According to the article on physician leadership in service lines below, what collaboration makes up dyad leadership?
++++ DOCUMENT SEGMENT ++++
A Model of Physician Leadership in Key Service Lines

During a session at the Becker’s Hospital Review 4th Annual Meeting in Chicago on May 11, William Cors, MD, chief medical quality office at Pocono Health System in East Stroudsburg, Penn., explained how the traditional medical staff model cannot effectively address the all the responsibilities today’s medical staff faces. He outlined a leadership model based around key service lines that embraces the new dynamic while keeping the focus on patient care.  

Dr. Cors advocates a service line model where “everything organized around output;” that is, a structure built around staff members working towards administering a certain set of clinical services or producing certain outcomes. This means staff structured around one of the following: a comprehensive management of a related group of conditions, such as cancer; managing the care of maintaining the health of a particular segment of the population, such as women; or around a certain process or procedure, such as joint replacement.

The benefits of this model include a greater degree of accountability for clinical outcomes, the ability to focus on specialized training for clinical staff and a greater degree of motivation and collaboration among staff members, said Dr. Cors.

This model is led by dyad leadership, a collaboration between a physician and a non-physician, to both manage patient outcomes and oversee day-to-day operations. The chief medical executive is responsible for evidence-based practices and protocols, patient safety, quality metrics and related issues, and the chief executive is responsible for daily operations, budgeting, supply chain management and similar areas.
++++ RECORDED DATA ++++
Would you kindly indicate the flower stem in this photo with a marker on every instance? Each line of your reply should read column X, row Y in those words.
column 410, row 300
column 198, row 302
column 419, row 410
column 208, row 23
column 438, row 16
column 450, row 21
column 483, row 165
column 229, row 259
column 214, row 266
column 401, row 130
++++
→ **TASK SOLUTION**
Dyad leadership is a collaboration between a physician and a non-physician.